▶ _Document section_

---

0

I'm trying to implement an array-like container with some special requirements and a subset of std::vector interface. Here is a code excerpt:

template<typename Type>
class MyArray
{
public:
    explicit MyArray(const uint32_t size) : storage(new char[size * sizeof(Type)]), maxElements(size) {}
    MyArray(const MyArray&) = delete;
    MyArray& operator=(const MyArray&) = delete;
    MyArray(MyArray&& op) { /* some code */ }
    MyArray& operator=(MyArray&& op) { /* some code */ }
    ~MyArray() { if (storage != nullptr) delete[] storage; /* No explicit destructors. Let it go. */  }

    Type* data() { return reinterpret_cast<Type*>(storage); }
    const Type* data() const { return reinterpret_cast<const Type*>(storage); }

    template<typename... Args>
    void emplace_back(Args&&... args)
    {
        assert(current < maxElements);
        new (storage + current * sizeof(Type)) Type(std::forward<Args>(args)...);
        ++current;
    }

private:
    char* storage = nullptr;
    uint32_t maxElements = 0;
    uint32_t current = 0;
};

It works perfectly well on my system, but dereferencing a pointer returned by data seems to violate strict aliasing rules. It's also a case for naive implementation of subscript operator, iterators, etc.

So what is a proper way to implement containers backed by arrays of char without breaking strict aliasing rules? As far as I understand, using std::aligned_storage will only provide a proper alignment, but will not save the code from being broken by compiler optimizations which rely on strict aliasing. Also, I don't want to use -fno-strict-aliasing and similar flags due to performance considerations.

For example, consider subscript operator (nonconstant for brevity), which is a classical code snippet from articles about UB in C++:

Type& operator[](const uint32_t idx)
{
    Type* ptr = reinterpret_cast<Type*>(storage + idx * sizeof(ptr)); // Cast is OK.
    return *ptr; // Dereference is UB.
}

What is a proper way to implement it without any risk to find my program broken? How is it implemented is standard containers? Is there any cheating with non-documented compiler intrinsics in all compilers?

---

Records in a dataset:

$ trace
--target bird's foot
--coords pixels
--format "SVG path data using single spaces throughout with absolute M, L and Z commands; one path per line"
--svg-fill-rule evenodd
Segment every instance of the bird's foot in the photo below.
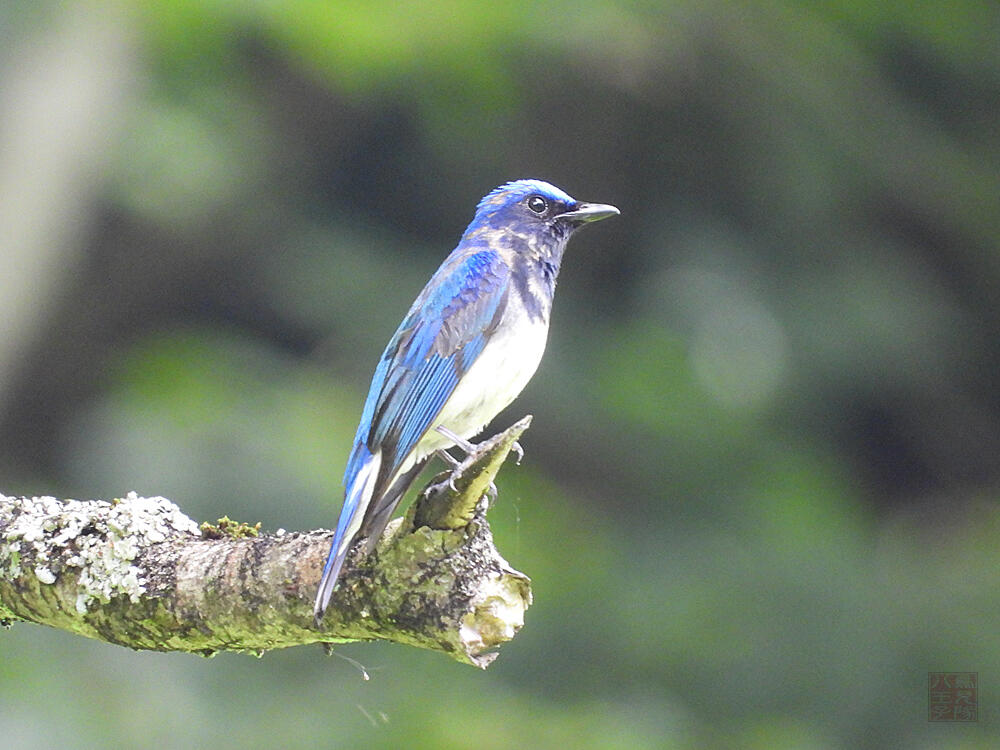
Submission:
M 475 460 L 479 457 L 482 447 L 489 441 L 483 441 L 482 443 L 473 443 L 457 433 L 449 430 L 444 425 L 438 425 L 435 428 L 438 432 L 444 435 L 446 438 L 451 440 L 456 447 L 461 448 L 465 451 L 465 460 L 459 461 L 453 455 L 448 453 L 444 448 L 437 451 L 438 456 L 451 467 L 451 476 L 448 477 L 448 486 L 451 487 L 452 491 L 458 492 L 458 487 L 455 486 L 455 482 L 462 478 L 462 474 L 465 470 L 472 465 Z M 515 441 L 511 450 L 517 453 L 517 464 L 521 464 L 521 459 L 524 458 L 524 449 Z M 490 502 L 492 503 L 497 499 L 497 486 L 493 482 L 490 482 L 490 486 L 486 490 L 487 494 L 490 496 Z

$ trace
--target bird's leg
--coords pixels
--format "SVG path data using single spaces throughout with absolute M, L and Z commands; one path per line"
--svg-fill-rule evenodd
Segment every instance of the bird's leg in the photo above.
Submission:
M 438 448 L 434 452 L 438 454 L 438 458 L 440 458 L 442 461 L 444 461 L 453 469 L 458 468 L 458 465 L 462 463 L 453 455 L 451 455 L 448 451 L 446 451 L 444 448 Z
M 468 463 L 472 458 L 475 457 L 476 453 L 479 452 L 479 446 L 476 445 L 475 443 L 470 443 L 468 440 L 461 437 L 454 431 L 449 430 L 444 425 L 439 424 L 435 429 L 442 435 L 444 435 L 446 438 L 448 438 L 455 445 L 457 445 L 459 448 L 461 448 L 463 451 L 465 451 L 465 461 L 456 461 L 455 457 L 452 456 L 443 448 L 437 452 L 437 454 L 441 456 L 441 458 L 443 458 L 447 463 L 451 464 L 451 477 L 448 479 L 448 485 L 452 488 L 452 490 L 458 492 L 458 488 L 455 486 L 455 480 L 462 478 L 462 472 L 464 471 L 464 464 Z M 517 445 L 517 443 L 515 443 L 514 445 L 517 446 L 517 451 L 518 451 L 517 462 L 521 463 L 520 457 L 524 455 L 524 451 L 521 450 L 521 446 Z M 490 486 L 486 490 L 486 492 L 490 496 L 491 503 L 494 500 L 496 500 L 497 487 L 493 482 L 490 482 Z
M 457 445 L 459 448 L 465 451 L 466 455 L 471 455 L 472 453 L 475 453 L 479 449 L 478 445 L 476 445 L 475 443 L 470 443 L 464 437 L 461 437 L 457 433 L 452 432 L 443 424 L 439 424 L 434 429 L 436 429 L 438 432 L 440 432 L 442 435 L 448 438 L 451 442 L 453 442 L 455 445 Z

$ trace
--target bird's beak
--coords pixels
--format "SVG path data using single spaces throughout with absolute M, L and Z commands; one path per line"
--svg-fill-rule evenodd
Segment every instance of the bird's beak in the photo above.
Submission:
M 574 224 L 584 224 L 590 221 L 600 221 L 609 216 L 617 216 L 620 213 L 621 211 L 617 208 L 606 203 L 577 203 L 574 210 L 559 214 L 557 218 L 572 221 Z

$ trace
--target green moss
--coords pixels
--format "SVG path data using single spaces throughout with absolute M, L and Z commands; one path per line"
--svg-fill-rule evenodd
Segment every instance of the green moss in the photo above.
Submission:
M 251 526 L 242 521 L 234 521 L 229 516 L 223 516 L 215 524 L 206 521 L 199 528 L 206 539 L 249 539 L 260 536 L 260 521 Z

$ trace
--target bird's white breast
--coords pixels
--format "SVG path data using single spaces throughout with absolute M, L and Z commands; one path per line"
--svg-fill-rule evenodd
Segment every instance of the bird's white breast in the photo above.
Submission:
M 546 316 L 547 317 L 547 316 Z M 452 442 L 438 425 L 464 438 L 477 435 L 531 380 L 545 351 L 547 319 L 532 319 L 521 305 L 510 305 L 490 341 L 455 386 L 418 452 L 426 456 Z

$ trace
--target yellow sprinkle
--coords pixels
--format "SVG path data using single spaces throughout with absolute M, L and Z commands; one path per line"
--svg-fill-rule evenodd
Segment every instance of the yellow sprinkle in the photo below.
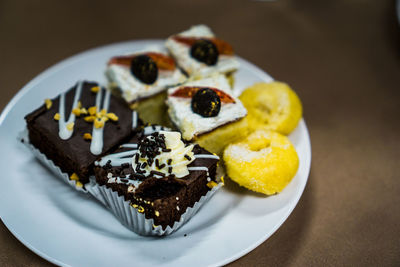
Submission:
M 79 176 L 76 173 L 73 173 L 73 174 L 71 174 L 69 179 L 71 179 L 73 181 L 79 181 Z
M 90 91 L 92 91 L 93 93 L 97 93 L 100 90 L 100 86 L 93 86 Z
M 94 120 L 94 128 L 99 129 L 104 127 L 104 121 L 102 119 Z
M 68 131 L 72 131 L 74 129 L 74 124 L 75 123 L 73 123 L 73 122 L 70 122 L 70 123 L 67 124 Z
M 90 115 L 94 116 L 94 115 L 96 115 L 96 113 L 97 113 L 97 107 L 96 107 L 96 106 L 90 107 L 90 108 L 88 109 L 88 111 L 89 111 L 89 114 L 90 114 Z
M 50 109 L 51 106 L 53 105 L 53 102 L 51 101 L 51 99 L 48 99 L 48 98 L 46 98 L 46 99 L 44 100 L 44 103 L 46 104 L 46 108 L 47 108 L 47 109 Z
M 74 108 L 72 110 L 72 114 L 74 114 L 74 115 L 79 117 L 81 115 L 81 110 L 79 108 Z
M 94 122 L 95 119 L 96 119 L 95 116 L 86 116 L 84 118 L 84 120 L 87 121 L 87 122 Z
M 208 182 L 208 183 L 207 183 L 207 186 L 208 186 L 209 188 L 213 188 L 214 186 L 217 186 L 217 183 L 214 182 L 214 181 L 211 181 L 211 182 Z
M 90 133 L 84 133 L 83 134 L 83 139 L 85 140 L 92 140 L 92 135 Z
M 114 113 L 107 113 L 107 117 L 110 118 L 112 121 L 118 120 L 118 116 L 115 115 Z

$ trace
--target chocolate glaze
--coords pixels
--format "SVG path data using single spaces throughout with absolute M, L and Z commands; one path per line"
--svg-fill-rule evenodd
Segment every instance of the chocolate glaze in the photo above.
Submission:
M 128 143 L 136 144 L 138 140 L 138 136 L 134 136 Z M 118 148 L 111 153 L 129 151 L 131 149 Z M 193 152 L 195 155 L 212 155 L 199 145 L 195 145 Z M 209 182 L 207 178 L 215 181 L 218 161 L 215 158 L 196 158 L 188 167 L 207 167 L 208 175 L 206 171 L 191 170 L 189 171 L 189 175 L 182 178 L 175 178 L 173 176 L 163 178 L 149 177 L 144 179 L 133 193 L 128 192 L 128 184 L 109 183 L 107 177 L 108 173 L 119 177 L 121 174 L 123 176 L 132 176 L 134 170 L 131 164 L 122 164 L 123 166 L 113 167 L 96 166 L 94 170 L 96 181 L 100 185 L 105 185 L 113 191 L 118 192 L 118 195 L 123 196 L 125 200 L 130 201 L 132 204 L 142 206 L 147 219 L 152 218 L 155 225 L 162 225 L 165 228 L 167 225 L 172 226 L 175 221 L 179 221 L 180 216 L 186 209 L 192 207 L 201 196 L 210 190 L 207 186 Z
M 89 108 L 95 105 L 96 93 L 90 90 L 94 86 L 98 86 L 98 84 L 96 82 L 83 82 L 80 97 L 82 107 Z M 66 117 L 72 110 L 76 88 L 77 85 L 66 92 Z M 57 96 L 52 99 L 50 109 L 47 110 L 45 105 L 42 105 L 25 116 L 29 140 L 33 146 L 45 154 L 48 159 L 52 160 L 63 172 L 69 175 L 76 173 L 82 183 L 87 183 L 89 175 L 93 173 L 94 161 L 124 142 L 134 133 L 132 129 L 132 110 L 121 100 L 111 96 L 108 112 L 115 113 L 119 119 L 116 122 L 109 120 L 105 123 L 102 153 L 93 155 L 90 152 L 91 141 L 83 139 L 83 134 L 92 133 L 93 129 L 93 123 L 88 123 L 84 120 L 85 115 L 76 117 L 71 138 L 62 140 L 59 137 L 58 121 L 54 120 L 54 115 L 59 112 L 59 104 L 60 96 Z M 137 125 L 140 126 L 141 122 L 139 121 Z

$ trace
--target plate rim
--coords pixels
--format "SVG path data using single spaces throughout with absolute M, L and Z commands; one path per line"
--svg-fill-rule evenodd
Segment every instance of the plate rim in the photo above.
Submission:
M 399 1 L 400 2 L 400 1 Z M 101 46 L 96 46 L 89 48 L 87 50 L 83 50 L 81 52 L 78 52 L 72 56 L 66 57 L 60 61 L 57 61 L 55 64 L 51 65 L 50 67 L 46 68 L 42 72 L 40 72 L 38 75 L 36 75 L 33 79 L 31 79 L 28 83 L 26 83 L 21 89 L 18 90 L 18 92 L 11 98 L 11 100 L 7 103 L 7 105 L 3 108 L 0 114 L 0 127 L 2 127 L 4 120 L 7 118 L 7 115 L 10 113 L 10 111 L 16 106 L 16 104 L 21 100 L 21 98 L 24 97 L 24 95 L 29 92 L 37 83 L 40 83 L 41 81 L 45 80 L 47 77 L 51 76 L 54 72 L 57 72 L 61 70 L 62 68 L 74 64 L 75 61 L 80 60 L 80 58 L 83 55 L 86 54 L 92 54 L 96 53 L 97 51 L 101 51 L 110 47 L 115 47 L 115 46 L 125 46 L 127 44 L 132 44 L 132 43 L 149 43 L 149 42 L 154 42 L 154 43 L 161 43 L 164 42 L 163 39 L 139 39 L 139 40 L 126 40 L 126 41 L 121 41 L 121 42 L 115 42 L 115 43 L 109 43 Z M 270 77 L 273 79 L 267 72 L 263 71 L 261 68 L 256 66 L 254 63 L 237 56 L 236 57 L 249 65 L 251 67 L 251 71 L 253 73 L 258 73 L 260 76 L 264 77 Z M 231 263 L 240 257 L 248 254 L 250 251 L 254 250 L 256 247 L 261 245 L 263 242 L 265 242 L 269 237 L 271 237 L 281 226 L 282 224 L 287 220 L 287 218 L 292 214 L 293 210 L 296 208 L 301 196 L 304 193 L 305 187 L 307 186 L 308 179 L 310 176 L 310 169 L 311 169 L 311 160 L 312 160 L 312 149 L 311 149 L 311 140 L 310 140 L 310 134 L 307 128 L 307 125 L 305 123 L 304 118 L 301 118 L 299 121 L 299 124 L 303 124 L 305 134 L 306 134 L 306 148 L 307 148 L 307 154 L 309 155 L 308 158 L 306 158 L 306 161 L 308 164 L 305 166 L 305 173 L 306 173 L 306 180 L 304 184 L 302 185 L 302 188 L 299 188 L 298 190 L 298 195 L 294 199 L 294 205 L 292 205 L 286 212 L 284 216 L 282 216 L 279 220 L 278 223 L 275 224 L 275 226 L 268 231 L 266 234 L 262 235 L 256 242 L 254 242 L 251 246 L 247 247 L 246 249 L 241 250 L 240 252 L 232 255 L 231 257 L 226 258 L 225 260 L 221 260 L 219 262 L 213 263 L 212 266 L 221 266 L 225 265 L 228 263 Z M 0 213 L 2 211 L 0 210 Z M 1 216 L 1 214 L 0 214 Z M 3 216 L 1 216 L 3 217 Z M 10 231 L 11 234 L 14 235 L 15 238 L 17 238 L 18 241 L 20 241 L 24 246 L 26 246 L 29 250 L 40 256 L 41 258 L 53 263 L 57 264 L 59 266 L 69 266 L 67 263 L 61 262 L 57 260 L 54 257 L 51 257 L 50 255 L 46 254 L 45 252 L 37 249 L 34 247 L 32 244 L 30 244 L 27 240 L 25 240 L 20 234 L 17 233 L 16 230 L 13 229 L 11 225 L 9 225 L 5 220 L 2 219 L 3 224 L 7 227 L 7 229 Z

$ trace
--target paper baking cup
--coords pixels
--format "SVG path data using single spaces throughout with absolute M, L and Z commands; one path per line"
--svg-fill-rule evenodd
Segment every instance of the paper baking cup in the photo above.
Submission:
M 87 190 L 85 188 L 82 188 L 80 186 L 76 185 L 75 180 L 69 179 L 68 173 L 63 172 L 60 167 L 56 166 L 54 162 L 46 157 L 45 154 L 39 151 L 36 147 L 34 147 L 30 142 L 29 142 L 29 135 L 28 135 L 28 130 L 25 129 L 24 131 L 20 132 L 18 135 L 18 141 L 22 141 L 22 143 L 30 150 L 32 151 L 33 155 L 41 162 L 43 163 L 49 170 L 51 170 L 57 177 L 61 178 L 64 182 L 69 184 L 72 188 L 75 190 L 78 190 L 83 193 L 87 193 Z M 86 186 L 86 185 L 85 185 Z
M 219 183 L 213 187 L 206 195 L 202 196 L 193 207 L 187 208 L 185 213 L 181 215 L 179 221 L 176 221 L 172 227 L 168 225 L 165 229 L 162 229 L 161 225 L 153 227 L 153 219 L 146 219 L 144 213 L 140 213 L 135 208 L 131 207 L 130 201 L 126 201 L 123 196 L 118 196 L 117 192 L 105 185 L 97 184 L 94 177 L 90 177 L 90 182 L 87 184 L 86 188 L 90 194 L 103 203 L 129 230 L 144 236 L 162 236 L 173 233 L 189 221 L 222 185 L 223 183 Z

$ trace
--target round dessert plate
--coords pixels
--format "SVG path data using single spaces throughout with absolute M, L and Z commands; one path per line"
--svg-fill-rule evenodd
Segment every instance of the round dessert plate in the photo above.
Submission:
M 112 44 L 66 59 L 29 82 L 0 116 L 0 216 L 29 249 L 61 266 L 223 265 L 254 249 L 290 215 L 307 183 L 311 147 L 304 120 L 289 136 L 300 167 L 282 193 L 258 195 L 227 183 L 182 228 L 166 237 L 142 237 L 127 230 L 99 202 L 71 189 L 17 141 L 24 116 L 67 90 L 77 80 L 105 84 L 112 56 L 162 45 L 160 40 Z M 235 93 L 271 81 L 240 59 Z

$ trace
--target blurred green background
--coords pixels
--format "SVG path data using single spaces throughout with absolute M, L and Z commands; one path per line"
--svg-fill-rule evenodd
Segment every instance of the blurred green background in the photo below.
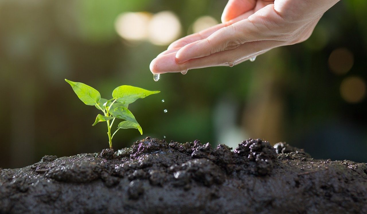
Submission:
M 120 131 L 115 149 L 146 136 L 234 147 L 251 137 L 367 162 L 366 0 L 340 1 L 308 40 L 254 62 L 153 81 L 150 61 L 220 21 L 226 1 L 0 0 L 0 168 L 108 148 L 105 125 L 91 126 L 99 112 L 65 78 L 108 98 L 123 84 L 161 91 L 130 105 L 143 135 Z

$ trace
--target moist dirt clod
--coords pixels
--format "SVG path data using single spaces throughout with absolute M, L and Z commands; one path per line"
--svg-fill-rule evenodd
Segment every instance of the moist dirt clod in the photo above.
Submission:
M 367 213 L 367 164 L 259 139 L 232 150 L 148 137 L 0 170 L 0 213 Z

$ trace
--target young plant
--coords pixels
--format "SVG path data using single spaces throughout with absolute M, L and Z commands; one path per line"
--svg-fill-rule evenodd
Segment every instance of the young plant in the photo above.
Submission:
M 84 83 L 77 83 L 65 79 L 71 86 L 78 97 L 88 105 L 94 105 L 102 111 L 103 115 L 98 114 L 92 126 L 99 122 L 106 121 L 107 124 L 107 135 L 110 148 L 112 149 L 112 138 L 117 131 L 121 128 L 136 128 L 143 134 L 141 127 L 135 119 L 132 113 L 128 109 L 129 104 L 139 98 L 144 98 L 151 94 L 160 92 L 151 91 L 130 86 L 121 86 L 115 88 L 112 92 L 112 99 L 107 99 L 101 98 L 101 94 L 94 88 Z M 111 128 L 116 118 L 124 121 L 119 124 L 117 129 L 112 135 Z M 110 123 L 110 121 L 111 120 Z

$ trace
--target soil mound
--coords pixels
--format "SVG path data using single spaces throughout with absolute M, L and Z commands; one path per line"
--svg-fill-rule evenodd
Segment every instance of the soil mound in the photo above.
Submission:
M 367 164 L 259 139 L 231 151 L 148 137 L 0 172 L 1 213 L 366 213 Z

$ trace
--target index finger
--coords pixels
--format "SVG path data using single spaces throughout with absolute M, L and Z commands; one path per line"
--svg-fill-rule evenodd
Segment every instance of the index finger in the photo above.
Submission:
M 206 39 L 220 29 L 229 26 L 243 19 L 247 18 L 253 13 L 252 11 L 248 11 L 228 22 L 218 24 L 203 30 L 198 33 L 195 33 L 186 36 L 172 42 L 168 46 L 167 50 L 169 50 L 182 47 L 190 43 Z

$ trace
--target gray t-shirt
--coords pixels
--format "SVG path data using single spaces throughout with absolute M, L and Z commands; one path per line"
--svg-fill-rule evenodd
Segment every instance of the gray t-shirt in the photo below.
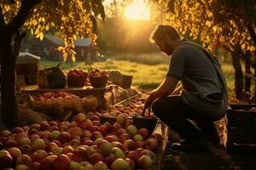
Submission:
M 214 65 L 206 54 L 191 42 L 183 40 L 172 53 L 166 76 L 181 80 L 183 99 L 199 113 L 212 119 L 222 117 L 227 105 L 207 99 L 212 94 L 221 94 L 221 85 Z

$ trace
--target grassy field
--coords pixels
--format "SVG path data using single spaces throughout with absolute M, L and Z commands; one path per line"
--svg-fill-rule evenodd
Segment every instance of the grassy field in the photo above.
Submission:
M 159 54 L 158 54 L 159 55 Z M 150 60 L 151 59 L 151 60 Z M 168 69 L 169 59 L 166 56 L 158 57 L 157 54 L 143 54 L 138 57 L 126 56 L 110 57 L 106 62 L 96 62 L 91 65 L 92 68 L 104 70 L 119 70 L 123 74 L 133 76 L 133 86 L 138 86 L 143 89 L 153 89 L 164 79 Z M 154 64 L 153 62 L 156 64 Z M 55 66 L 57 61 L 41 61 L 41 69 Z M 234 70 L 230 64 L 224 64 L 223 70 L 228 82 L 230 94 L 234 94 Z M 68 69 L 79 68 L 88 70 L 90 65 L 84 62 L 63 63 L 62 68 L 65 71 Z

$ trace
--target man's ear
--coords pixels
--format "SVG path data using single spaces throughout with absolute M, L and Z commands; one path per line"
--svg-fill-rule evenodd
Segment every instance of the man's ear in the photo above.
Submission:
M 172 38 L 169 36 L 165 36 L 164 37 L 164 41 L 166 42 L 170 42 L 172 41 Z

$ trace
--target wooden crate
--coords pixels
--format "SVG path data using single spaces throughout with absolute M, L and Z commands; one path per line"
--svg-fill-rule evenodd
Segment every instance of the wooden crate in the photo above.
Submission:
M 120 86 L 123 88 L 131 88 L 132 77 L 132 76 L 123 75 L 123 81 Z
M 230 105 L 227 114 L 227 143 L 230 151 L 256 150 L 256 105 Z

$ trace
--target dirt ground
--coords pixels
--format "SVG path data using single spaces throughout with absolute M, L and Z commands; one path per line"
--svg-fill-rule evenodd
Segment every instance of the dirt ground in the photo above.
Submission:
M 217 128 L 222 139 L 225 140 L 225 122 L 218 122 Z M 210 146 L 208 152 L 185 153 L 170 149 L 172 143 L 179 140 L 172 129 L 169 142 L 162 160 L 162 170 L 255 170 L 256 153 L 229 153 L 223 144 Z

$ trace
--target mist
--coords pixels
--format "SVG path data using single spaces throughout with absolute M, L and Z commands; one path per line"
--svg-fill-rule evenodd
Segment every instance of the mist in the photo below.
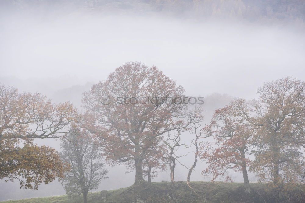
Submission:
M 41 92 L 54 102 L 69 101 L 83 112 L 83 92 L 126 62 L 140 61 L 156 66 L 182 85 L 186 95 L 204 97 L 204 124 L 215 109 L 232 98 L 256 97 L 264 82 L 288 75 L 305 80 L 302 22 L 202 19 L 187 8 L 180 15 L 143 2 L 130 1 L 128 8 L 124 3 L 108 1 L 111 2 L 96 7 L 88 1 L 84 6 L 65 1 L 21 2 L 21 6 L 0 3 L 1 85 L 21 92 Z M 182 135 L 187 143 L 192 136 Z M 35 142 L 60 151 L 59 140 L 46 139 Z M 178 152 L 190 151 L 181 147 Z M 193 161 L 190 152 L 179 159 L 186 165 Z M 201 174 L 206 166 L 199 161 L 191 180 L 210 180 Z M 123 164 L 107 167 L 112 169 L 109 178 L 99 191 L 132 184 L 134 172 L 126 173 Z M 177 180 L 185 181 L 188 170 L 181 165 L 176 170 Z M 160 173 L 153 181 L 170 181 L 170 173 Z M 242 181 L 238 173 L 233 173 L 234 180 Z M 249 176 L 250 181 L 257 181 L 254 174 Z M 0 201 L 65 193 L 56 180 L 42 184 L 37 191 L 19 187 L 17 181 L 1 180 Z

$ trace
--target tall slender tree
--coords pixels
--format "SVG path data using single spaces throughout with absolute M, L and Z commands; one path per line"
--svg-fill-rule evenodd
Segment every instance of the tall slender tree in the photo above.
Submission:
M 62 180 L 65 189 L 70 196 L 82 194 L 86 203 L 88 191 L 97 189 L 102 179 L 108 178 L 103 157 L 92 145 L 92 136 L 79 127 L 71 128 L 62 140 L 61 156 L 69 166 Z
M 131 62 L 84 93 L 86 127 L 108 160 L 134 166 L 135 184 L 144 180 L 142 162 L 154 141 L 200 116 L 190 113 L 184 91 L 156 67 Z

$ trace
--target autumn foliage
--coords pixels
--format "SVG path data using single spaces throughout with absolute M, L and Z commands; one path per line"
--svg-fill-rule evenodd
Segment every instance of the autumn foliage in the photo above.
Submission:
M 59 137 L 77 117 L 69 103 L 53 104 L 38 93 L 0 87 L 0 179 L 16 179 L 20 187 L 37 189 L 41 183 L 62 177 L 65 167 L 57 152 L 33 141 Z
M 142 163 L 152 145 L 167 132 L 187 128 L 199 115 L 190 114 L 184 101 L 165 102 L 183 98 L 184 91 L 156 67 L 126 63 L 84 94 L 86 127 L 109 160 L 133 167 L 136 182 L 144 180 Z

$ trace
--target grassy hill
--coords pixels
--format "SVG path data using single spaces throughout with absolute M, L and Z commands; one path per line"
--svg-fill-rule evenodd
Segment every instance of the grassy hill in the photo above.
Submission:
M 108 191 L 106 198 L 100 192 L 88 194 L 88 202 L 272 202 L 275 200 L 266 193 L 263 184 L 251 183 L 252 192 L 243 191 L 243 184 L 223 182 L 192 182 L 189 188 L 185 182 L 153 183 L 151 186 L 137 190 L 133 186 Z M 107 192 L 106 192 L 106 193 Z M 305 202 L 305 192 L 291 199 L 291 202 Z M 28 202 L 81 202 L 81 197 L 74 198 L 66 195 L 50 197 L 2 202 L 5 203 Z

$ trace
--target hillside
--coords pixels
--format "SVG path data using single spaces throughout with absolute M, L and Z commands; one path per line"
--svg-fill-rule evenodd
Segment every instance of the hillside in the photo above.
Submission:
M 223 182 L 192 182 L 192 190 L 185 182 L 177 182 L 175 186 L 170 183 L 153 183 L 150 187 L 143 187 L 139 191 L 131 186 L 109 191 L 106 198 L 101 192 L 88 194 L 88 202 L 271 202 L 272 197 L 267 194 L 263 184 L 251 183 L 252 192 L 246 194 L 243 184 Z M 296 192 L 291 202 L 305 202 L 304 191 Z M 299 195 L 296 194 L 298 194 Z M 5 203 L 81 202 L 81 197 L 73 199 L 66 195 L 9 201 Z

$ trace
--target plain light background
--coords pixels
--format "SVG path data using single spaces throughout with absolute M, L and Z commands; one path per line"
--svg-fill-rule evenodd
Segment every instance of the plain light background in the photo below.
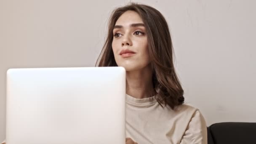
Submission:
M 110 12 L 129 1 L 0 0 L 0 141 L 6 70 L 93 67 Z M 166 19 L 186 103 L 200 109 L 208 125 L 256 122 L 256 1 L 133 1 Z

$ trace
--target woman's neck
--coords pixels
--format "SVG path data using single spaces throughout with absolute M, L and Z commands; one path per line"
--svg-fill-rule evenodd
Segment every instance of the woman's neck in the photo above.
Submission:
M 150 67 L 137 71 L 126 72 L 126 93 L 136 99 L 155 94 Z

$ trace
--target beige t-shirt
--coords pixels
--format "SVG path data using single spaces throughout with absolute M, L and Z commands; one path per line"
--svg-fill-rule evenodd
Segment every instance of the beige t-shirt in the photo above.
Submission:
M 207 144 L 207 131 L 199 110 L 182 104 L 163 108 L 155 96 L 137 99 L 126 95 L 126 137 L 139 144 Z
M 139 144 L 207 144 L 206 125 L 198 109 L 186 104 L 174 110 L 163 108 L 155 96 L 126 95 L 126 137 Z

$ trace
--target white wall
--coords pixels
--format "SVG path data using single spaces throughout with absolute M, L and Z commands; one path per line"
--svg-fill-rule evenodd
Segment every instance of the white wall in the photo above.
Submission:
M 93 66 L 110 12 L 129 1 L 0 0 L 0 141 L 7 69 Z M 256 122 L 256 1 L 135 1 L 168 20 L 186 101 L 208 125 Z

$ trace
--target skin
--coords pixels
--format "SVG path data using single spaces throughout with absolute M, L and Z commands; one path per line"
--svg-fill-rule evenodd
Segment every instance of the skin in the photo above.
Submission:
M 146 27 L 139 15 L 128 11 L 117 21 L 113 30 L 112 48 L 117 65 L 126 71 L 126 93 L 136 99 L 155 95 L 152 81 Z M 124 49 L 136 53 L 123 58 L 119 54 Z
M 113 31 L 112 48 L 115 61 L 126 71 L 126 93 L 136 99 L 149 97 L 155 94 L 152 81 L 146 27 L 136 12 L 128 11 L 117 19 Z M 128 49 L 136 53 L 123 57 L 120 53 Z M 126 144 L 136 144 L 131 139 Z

---

▶ _Task set_
**A)** Check each statement against the forum post about strict aliasing in a char-backed array container. Answer yes or no, and quote the words from the post that settle it. (i) The copy constructor of MyArray is deleted. (ii) The writer is willing to use -fno-strict-aliasing. (iii) The code fails on the writer's own system.
**B)** Carry on the forum post about strict aliasing in a char-backed array container, starting after its final sentence.

▶ _Expected outputs_
**A)**
(i) Yes: "MyArray(const MyArray&) = delete;"
(ii) No: "I don't want to use -fno-strict-aliasing and similar flags due to performance considerations."
(iii) No: "It works perfectly well on my system"

**B)**
Sometimes I see code with two static casts through void* instead of one reinterpret cast:

Type* ptr = static_cast<Type*>(static_cast<void*>(storage + idx * sizeof(ptr)));

How is it better than reinterpret cast? As to me, it does not solve any problems, but looks overcomplicated.

Sergey
  • 7,985
  • 4
  • 48
  • 80
  • At a quick glance, it appears that you placement-new an object of correct type into the storage, so the pointer should be allowed to alias it. If I'm mistaken, please elaborate on why do you think you're violating aliasing rules. – eerorika Nov 08 '17 at 14:27
  • 1
    Side note: In your initializer list constructor, shouldn't `maxElements` be initialized to `init.size()`? – king_nak Nov 08 '17 at 14:27
  • However, the lack of destructor calls is suspicious. What kind of objects do you expect to be trivially destructable, but not trivially constructable? – eerorika Nov 08 '17 at 14:29
  • I don't see how this violates strict aliasing rules? What do you mean by dereferencing the pointer breaks strict aliasing rules? Without the use of aligned_storage your code might be a bit inefficient in that sometimes more memory reads would be issued than required. Otherwise I don't see why strict aliasing rules are broken here. – MS Srikkanth Nov 08 '17 at 14:47
  • `std::copy(init.begin(), init.end(), reinterpret_cast(storage))` is wrong. construct should be called in loop instead. – Jarod42 Nov 08 '17 at 15:04
  • I think it is ok in regard to strict aliasing. To be sure to not break strict aliasing, you may store in additional member `Type* data` the result of your first placement new. (so `data == storage` but with correct type). – Jarod42 Nov 08 '17 at 15:08
  • @user2079303 Both `char* storage` and a pointer returned by `data()` point to the same region of memory. Moreover, subscript operator will do something like `return *reinterpret_cast(storage + offset)`, i.e. dereference a pointer of incompatible type, which is UB. – Sergey Nov 09 '17 at 02:41
  • @Jarod42 Wouldn't dereferencing `data` lead to UB, as it points to the same memory as `char` pointer? – Sergey Nov 09 '17 at 02:56
  • @king_nak Ok, I removed malformed constructor not to divert reader's attention from the problem and added a more relevant example. – Sergey Nov 09 '17 at 03:16

1 Answers1

1

but dereferencing a pointer returned by data seems to violate strict aliasing rules

I disagree.

Both char* storage and a pointer returned by data() point to the same region of memory.

This is irrelevant. Multiple pointers pointing to same object doesn't violate aliasing rules.

Moreover, subscript operator will ... dereference a pointer of incompatible type, which is UB.

But the object isn't of incompatible type. In emplace_back, you use placement new to construct objects of Type into the memory. Assuming no code path can avoid this placement new and therefore assuming that the subscript operator returns a pointer which points at one of these objects, then dereferencing the pointer of Type* is well defined, because it points to an object of Type, which is compatible.

This is what is relevant for pointer aliasing: The type of the object in memory, and the type of the pointer that is dereferenced. Any intermediate pointer that the dereferenced pointer was converted from is irrelevant to aliasing.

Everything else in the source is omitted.